## DATA SUPPLIED
*****
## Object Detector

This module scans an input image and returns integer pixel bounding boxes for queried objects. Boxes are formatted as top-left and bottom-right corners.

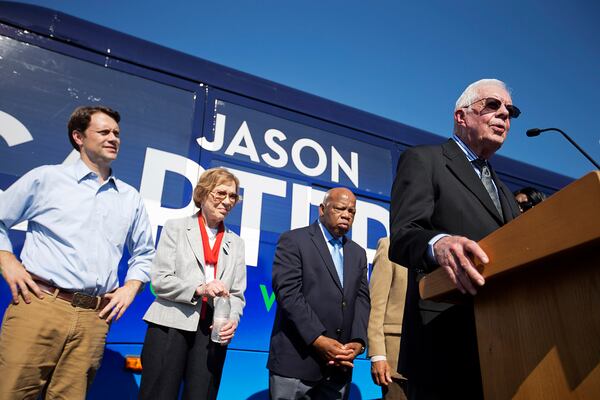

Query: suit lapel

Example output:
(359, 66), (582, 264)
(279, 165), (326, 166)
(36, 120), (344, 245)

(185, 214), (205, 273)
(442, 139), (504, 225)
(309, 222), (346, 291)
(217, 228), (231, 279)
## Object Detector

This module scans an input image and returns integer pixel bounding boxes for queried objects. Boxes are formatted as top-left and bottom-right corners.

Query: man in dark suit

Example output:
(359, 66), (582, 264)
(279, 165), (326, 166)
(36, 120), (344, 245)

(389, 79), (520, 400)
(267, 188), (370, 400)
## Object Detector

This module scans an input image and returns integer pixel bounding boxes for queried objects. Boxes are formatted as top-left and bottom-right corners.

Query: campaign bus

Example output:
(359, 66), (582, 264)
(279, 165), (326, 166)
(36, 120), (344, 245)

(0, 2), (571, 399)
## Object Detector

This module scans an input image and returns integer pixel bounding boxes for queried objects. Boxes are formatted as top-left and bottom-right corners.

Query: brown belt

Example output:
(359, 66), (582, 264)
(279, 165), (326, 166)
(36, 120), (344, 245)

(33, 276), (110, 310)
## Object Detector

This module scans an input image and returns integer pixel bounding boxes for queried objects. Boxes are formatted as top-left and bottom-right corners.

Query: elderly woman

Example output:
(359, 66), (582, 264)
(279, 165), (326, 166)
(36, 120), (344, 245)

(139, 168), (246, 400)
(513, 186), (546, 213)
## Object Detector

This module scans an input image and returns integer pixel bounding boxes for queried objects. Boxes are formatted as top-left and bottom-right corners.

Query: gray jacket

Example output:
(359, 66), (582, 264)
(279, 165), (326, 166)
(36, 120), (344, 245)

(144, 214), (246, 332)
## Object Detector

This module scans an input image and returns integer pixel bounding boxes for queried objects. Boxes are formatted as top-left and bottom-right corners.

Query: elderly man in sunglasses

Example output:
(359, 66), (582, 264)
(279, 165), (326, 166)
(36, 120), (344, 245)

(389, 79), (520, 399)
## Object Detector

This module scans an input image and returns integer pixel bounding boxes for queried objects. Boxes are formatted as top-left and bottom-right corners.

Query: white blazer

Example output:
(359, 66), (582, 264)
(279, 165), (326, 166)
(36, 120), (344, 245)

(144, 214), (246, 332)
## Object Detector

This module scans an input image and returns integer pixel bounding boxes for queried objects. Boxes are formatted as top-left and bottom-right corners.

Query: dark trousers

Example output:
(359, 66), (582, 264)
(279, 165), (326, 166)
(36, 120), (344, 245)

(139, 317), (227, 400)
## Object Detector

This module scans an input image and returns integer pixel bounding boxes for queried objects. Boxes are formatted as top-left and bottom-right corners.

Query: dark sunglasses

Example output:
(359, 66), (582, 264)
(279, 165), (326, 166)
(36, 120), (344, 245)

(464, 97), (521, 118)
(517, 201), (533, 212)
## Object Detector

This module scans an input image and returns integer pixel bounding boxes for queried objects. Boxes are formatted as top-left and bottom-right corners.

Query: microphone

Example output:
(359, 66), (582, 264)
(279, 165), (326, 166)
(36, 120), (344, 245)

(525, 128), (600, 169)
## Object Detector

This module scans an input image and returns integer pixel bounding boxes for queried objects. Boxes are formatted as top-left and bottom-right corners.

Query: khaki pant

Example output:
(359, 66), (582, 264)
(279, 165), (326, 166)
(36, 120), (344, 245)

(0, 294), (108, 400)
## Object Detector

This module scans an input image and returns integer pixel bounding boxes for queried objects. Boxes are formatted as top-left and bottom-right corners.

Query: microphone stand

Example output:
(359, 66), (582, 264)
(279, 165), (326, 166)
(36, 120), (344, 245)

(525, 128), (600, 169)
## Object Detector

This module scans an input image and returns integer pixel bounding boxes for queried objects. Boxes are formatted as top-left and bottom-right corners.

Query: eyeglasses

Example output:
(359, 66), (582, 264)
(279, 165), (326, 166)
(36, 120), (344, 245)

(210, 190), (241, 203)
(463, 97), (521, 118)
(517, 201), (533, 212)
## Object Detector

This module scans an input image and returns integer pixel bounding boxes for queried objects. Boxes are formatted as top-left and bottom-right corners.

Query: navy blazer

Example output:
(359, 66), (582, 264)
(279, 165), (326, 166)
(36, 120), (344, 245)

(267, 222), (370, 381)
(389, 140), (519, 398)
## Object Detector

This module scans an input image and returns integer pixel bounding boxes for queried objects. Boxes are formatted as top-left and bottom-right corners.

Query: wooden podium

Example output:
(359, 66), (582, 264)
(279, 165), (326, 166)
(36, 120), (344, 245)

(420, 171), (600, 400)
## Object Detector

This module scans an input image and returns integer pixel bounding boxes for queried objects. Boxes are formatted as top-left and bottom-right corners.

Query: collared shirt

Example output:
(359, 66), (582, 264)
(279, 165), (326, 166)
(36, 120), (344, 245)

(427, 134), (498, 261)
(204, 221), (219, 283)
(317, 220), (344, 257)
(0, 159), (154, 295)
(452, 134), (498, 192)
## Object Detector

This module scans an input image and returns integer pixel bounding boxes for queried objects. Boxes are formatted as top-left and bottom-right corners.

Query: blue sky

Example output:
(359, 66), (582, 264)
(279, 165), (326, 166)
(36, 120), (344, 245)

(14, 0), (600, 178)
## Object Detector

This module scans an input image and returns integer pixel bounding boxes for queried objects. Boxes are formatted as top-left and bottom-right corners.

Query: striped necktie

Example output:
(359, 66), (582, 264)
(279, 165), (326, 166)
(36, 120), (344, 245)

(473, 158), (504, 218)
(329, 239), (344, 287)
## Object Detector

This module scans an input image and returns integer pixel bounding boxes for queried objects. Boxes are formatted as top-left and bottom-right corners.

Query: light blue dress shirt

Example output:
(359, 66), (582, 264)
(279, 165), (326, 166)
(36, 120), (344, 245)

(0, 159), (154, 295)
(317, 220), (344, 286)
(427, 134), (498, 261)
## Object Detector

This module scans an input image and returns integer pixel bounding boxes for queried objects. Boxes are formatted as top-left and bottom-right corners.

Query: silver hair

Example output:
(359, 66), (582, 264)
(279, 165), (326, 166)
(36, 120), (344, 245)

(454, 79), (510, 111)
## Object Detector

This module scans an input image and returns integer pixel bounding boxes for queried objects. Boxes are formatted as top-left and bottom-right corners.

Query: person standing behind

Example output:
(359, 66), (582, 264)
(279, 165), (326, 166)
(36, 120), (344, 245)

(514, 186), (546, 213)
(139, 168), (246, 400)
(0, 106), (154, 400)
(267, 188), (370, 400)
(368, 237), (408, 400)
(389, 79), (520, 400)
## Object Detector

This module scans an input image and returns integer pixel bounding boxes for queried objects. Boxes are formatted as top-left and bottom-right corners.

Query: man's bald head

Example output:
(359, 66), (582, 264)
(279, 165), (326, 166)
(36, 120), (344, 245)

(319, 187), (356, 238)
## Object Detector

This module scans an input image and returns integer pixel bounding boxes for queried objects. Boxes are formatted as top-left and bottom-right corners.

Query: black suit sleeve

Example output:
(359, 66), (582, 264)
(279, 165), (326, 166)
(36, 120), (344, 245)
*****
## DIRECTIVE
Print the data verbatim, beginning at its first line and stopping after the line that contains "(217, 228), (231, 279)". Leave out the pictures.

## CORRECT ANSWER
## Object Detector

This module scans an input image and returns integer pixel bounding boxes for queried objects. Boxes are formatted as top-left and bottom-right corners.


Query: suit lapel

Example output:
(359, 66), (582, 264)
(279, 165), (326, 166)
(36, 120), (344, 245)

(185, 214), (205, 273)
(442, 139), (504, 225)
(309, 222), (346, 291)
(217, 228), (231, 279)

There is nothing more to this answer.